*AIM*.
Can you rewrite the items below with "dark stones" changed to "black rocks" everywhere it appears, keep everything else the same, and leave the pictures out?

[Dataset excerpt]
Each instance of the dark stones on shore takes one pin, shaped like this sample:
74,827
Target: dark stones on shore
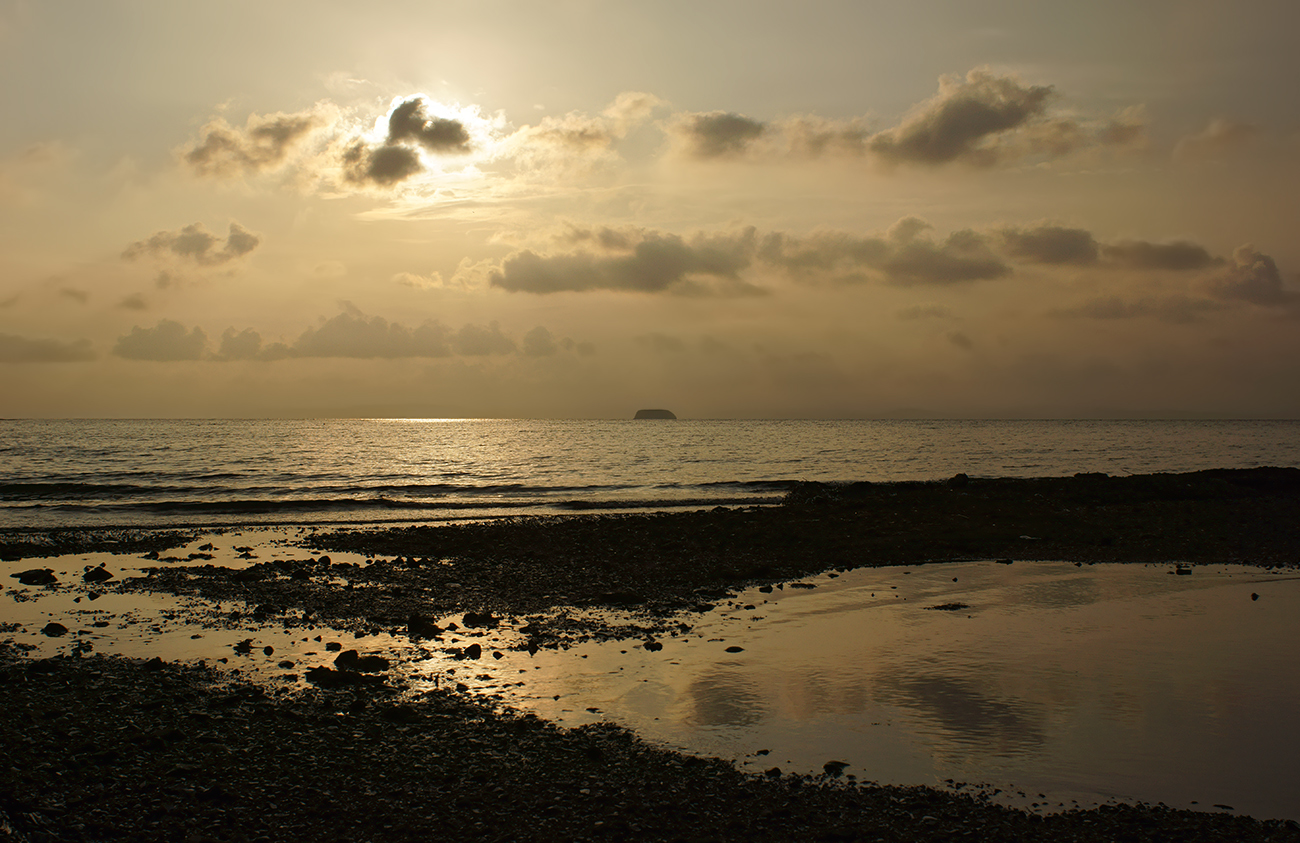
351,660
98,575
37,576
949,606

*PROBLEM SOLUTION*.
Each instance of the black rocks on shore takes one pin, shaped like this sample:
74,827
Target: black rocks on shore
351,660
98,575
37,576
949,606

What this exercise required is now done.